» **PROBLEM DETAILS**:
Summarize the meeting report below in two sentences.

» **EXCERPT**:
↓↓↓

Public Service Amendment Bill: Department’s Response to submissions

Meeting Summary

A summary of this committee meeting is not yet available.

Meeting report


09 May 2007

Acting Chairperson: Mr M Baloyi (ANC)

Documents handed out:
Public Service Amendment Bill[B31-2006]
Amendments proposed following bilaterals between COSATU and DPSA
Amendments proposed following COSATU and DPSA bilaterals: PowerPoint Presentation
COSATU submission on Public Service Amendment Bill
Report: SAPS bilateral and matters raised by the North West Premier


The meeting was a report-back by the Department on its response to concerns raised by submissions made by COSATU, the South African Police Service and the Office of the North West Premier. Bilateral meetings had taken place and the ensuing amendments were presented to the Committee. COSATU raised a number of concerns surrounding government agencies, conditions of service, transfer related provisions, abscondment, outside remunerative work, grievance procedure, reduction of salaries as well as regulation making powers. The DPSA also presented the concerns and amendments raised by the South African Police Services and the North West Premier, the presentation included letters between the National Commissioner JS Selebi and the Director-General of the DPSA Professor RM Levin. It was concluded that SAPS be given the freedom to deal with salary changes on their own through collective bargaining.


Opening Remarks
The Acting Chairperson stated that they were there to conduct a further hearing and thus no decision would be taken on adopting the Bill at that meeting. A submission had been made to the Committee that there had been bilateral discussions between the Department and COSATU. This meeting was the result of these bilateral discussions. The Committee would go into formal consideration of the Bill once they had heard everyone's input.

Proposed Amendments to Bill after DPSA - COSATU Bilateral
Ms Collette Clark (Deputy Director-General: Human Resources Management: Department of Public Service and Administration) gave apologies on behalf of the Director General, Professor R Levin, who could not attend the meeting.

Adv Empie van Schoor (Manager: DPSA Legal Services) proceeded with the presentation, which highlighted the concerns that COSATU had regarding the Bill and measures to deal with these (see document). These matters were:
consultative/advisory bodies to minister, government agencies, conditions of service, transfer related provisions, abscondment, supervening impossibility, outside remunerative work, grievance procedure, reduction of salaries and regulation-making powers.

Mr N Newman (COSATU) stated that COSATU and the department reached an agreement on what was felt were conditions of employment issues.  COSATU initially felt that conditions of employment should be part of Collective Agreement and not part of the Act.  It was stated that it existed in the Act and it was only amendments that would be added. COSATU raised the point that the Public Service Act was promulgated before the Labour Relations Act and subsequently there was a section in the Labour Relations Act that was dedication to conditions of employment.  It was proposed, by COSATU, that all conditions of employment issues should be taken out of the Act and deemed as Collective Agreements. What was eventually agreed upon was the difficulties and concerns regarding this specific Bill.  It was decided to approach the issue of conditions of employment by raising it with specific public service

Mr Baloyi asked what exactly was being dealt with, whether it was just name changing from ‘agencies’ to ‘units’ and ‘components’ or if they were meaningful changes. He remained with the topic of government agency and asked if the DPSA thought the objective was realisable with the amendments that were being proposed in this meeting. Were the amendments tabled at the meeting a compromise move, or could they be termed a move at all?

↑↑↑

» **EXTRACTED RECORDS**:
↓↓↓

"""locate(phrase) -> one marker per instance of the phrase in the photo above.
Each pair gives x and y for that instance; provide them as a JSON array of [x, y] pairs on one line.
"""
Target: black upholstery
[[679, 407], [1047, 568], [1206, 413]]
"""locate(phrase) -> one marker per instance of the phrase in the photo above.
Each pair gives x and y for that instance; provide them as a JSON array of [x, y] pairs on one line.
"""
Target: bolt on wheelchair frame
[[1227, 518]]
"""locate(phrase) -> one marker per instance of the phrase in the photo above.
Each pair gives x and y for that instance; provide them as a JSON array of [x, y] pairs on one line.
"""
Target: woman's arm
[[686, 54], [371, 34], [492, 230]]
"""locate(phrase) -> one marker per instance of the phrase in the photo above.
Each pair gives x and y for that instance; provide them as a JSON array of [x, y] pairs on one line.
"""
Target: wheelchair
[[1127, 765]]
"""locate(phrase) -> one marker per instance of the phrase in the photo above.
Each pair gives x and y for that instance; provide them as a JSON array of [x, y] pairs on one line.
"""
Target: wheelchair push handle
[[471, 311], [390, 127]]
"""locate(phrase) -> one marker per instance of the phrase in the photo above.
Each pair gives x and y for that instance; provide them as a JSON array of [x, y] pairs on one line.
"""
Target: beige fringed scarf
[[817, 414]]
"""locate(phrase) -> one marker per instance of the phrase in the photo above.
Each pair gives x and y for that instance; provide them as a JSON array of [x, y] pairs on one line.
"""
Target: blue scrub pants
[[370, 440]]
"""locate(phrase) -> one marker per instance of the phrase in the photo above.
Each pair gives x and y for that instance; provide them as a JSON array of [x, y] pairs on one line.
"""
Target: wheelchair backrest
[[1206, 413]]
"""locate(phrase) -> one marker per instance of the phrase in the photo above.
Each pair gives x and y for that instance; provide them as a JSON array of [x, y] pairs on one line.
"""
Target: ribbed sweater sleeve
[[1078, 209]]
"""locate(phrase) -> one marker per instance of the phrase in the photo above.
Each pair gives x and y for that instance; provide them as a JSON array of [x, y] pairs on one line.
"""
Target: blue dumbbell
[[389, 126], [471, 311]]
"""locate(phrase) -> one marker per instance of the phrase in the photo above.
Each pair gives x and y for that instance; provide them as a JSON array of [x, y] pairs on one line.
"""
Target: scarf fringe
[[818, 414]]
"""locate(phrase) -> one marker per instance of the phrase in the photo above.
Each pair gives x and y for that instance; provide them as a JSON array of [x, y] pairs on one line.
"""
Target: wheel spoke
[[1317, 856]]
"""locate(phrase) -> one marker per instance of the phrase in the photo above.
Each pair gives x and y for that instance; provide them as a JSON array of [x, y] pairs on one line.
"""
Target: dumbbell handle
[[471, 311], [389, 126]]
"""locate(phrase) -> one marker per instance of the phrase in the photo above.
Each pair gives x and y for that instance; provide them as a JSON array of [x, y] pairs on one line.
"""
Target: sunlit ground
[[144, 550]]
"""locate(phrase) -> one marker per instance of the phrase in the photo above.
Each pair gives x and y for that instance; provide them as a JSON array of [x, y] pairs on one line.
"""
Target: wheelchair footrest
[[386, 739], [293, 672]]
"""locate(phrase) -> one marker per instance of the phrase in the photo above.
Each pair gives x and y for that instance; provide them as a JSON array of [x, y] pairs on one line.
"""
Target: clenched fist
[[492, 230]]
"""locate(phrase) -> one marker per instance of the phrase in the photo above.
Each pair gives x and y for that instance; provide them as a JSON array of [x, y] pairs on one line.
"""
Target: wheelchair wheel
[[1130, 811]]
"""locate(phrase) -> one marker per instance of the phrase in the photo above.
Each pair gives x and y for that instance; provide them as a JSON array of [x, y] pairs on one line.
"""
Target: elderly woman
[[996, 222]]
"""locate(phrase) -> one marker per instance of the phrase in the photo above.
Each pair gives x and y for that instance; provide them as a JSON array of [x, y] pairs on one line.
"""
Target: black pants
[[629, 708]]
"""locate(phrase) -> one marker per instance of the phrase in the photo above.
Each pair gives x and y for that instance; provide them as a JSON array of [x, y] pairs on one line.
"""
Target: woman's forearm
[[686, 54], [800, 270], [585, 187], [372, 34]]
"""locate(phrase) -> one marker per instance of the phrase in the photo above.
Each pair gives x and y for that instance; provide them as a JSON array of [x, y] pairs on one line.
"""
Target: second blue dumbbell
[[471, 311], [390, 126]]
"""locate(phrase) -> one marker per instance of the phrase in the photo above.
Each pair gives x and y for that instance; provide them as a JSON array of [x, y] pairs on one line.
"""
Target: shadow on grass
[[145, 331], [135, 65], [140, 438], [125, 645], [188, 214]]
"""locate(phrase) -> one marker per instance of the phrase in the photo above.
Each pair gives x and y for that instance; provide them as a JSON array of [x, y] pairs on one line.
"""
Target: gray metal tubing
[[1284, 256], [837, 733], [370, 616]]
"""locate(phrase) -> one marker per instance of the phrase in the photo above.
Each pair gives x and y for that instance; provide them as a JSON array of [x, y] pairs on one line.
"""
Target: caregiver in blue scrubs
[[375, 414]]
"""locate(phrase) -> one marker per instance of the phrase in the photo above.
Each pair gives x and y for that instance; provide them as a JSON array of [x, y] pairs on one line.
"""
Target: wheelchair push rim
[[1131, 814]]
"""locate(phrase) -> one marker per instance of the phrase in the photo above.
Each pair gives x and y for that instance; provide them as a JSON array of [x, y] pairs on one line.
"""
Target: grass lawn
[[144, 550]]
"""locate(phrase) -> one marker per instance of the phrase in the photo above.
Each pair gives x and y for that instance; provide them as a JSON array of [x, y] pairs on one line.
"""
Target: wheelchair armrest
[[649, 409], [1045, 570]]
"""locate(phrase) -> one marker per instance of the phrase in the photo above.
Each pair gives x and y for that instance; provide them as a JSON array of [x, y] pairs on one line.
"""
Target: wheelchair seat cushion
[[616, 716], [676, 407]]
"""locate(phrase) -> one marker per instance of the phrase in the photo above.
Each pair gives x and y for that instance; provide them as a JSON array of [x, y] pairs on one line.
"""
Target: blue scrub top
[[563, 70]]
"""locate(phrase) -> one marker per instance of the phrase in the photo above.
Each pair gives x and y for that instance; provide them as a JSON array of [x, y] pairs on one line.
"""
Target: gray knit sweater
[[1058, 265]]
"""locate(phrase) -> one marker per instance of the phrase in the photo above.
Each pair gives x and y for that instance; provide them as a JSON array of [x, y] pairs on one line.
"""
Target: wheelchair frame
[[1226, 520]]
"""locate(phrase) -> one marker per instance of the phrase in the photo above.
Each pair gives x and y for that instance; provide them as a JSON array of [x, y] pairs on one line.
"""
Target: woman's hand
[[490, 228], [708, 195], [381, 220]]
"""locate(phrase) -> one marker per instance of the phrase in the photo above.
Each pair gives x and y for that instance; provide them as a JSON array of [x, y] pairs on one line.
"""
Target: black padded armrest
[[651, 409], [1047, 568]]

↑↑↑

» **EXERCISE RESULT**:
On 9 May 2007, the Department of Public Service and Administration reported back to the committee on its response to concerns about the Public Service Amendment Bill raised in submissions by COSATU, the South African Police Service and the Office of the North West Premier, and presented the amendments that followed bilateral meetings. The Acting Chairperson said no decision on adopting the Bill would be taken at that meeting, and it was concluded that SAPS be given the freedom to deal with salary changes on their own through collective bargaining.